REQUIREMENTS:
Rename "sport glasses" to "ski goggles" in the items from the line with "of the <item>sport" up to and including the line with "25L36 25L36 26L38". Give back only those lines, with everything else left as it is.

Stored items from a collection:
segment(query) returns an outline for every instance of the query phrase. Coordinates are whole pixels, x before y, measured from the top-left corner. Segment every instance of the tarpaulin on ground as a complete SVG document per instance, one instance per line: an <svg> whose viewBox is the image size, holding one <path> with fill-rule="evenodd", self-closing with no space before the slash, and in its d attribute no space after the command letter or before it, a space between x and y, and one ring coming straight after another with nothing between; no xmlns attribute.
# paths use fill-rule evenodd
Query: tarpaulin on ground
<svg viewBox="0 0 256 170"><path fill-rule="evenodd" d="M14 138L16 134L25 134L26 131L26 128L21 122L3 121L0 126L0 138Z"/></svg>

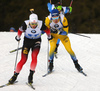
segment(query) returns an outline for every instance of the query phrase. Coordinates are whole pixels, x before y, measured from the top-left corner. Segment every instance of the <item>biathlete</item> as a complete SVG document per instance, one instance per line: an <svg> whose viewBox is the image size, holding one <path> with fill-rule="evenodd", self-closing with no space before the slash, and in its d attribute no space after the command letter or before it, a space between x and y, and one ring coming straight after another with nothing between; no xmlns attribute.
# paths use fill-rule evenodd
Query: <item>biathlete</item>
<svg viewBox="0 0 100 91"><path fill-rule="evenodd" d="M66 51L70 54L71 59L74 62L75 68L80 72L83 70L83 68L79 65L78 59L75 56L75 53L73 52L71 48L71 43L68 37L68 21L66 17L63 14L59 14L59 11L57 9L53 9L51 11L51 15L49 15L45 19L46 26L50 29L51 36L53 36L53 39L50 40L50 51L49 51L49 72L52 72L53 70L53 62L54 62L54 51L56 48L57 40L60 39L62 44L64 45Z"/></svg>
<svg viewBox="0 0 100 91"><path fill-rule="evenodd" d="M21 27L18 30L18 34L15 37L17 41L20 41L20 37L22 32L24 32L24 42L21 53L21 60L16 66L14 71L14 75L9 80L10 84L13 84L17 79L23 65L26 63L29 51L31 49L31 57L32 61L30 64L30 73L28 76L28 83L33 83L33 74L35 73L35 68L37 65L37 56L40 51L41 46L41 30L46 32L48 35L48 40L51 39L50 30L45 26L45 24L38 20L38 16L36 14L30 14L29 20L24 21Z"/></svg>
<svg viewBox="0 0 100 91"><path fill-rule="evenodd" d="M53 9L57 9L60 14L67 14L67 13L72 12L72 7L71 6L69 6L69 7L62 6L60 2L58 2L57 4L47 3L47 7L48 7L48 10L49 10L50 13ZM54 54L56 54L57 51L58 51L59 43L60 43L60 39L58 39L58 41L57 41Z"/></svg>

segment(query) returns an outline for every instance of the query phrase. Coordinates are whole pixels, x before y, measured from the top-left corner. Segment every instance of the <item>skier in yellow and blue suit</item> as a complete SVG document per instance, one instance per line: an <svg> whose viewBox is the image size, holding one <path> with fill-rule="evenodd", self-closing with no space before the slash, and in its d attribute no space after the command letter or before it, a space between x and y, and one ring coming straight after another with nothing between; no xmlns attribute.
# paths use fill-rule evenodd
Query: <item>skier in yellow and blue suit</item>
<svg viewBox="0 0 100 91"><path fill-rule="evenodd" d="M51 11L53 9L57 9L59 11L59 13L61 14L67 14L67 13L71 13L72 12L72 7L69 6L69 7L65 7L65 6L62 6L60 2L57 2L57 4L51 4L51 3L47 3L47 7L48 7L48 11L51 13ZM54 54L57 53L58 51L58 46L59 46L59 43L60 43L60 39L57 40L57 43L56 43L56 48L55 48L55 51L54 51ZM55 55L56 56L56 55ZM57 57L57 56L56 56Z"/></svg>
<svg viewBox="0 0 100 91"><path fill-rule="evenodd" d="M53 67L54 67L53 65L54 51L55 51L56 43L58 39L60 39L66 51L70 54L71 59L73 60L75 64L75 68L79 72L82 71L83 69L78 63L75 53L73 52L71 48L69 37L67 36L69 26L68 26L68 21L66 17L63 14L59 14L59 11L57 9L53 9L51 11L51 14L48 17L46 17L45 25L50 29L51 36L53 37L53 39L50 40L50 51L49 51L49 60L48 60L49 72L52 72Z"/></svg>

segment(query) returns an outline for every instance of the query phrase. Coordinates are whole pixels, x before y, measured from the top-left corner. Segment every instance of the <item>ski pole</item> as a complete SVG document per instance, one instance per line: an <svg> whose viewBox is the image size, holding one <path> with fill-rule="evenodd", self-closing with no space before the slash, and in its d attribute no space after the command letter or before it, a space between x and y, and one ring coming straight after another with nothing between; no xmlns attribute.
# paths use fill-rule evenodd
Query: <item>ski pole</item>
<svg viewBox="0 0 100 91"><path fill-rule="evenodd" d="M15 51L20 50L20 49L22 49L22 47L20 47L18 49L14 49L14 50L10 51L10 53L15 52Z"/></svg>
<svg viewBox="0 0 100 91"><path fill-rule="evenodd" d="M48 65L49 65L49 41L48 41L48 47L47 47L47 73L48 73Z"/></svg>
<svg viewBox="0 0 100 91"><path fill-rule="evenodd" d="M72 6L73 0L71 0L70 7Z"/></svg>
<svg viewBox="0 0 100 91"><path fill-rule="evenodd" d="M60 0L60 4L62 5L62 0Z"/></svg>
<svg viewBox="0 0 100 91"><path fill-rule="evenodd" d="M83 36L83 37L86 37L86 38L91 38L91 37L89 37L89 36L82 35L82 34L78 34L78 33L72 33L72 34L79 35L79 36Z"/></svg>
<svg viewBox="0 0 100 91"><path fill-rule="evenodd" d="M20 43L20 41L18 41L18 46L17 46L17 49L19 48L19 43ZM14 66L14 70L16 69L17 58L18 58L18 50L17 50L17 52L16 52L16 59L15 59L15 66Z"/></svg>
<svg viewBox="0 0 100 91"><path fill-rule="evenodd" d="M52 3L51 0L50 0L50 3Z"/></svg>
<svg viewBox="0 0 100 91"><path fill-rule="evenodd" d="M30 9L30 12L33 13L34 12L34 9Z"/></svg>

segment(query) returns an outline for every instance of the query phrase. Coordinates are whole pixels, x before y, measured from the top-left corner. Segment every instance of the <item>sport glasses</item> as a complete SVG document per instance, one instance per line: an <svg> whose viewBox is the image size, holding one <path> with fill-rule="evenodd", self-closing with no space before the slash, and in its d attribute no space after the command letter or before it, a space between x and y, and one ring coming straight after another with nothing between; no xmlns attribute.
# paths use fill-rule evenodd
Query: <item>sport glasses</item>
<svg viewBox="0 0 100 91"><path fill-rule="evenodd" d="M53 20L59 19L59 16L58 16L58 17L55 17L55 18L54 18L54 17L52 17L52 19L53 19Z"/></svg>
<svg viewBox="0 0 100 91"><path fill-rule="evenodd" d="M33 25L36 25L36 26L38 25L37 23L30 23L30 24L31 24L32 26L33 26Z"/></svg>

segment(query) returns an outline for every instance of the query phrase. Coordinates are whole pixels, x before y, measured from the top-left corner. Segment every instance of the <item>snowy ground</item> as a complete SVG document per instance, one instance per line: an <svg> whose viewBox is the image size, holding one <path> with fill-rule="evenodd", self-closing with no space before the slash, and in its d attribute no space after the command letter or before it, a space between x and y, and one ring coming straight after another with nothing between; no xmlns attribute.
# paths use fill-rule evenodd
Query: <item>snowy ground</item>
<svg viewBox="0 0 100 91"><path fill-rule="evenodd" d="M84 34L91 39L69 34L72 49L87 77L80 74L65 51L62 44L59 46L58 59L55 59L54 72L42 77L47 71L47 38L42 36L41 51L38 55L38 64L34 75L35 91L100 91L100 34ZM0 32L0 85L5 84L12 77L16 52L9 51L17 48L16 33ZM22 46L23 36L20 47ZM18 61L20 60L20 53ZM17 62L18 62L17 61ZM31 54L18 76L18 83L0 88L0 91L32 91L25 83L29 74Z"/></svg>

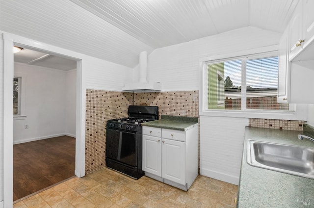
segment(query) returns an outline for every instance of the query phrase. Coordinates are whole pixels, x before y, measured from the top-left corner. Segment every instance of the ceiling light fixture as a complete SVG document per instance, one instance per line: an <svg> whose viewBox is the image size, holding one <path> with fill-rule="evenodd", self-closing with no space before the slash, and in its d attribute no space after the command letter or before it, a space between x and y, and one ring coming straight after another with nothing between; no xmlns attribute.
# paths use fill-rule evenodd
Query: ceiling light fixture
<svg viewBox="0 0 314 208"><path fill-rule="evenodd" d="M14 53L19 52L23 50L23 49L24 49L23 48L18 47L17 46L14 46L13 47L13 52Z"/></svg>

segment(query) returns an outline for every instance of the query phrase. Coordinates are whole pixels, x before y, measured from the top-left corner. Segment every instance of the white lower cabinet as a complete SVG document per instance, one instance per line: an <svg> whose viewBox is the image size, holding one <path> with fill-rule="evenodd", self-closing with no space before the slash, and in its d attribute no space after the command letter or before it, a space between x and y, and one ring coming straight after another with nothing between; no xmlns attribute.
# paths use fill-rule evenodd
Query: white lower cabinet
<svg viewBox="0 0 314 208"><path fill-rule="evenodd" d="M198 174L198 125L186 131L143 126L142 169L187 190Z"/></svg>

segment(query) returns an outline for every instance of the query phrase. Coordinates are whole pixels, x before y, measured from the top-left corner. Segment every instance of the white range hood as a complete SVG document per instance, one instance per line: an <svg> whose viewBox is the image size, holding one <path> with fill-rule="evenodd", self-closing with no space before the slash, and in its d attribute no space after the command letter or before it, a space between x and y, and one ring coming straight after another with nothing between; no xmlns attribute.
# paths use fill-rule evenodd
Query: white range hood
<svg viewBox="0 0 314 208"><path fill-rule="evenodd" d="M127 83L122 88L123 91L133 92L159 92L161 83L157 82L147 82L147 52L143 52L139 54L138 82Z"/></svg>

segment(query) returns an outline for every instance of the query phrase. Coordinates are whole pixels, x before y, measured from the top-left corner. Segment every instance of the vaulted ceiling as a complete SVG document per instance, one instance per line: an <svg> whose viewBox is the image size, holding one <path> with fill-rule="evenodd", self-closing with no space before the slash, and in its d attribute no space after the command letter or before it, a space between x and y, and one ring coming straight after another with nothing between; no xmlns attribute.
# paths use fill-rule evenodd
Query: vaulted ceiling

PROBLEM SOLUTION:
segment(query) returns an outline for every instance of the query phrase. Coordinates are whole pixels, x before y, measured from the top-left corner. Segment every instance of the <item>ski goggles</item> as a complete SVG document per instance, one instance per line: an <svg> whose viewBox is the image size, holding one <path> with fill-rule="evenodd", self-closing with no space before the slash, and in its d attribute no space after the command letter or before it, a space between x and y, and one ring coming straight after another with nothing between; no xmlns attribute.
# paths use fill-rule evenodd
Query: <item>ski goggles</item>
<svg viewBox="0 0 100 91"><path fill-rule="evenodd" d="M53 20L59 19L59 16L58 16L58 17L55 17L55 18L54 18L54 17L52 17L52 19L53 19Z"/></svg>
<svg viewBox="0 0 100 91"><path fill-rule="evenodd" d="M33 25L36 25L36 26L38 25L37 23L30 23L30 24L31 24L32 26L33 26Z"/></svg>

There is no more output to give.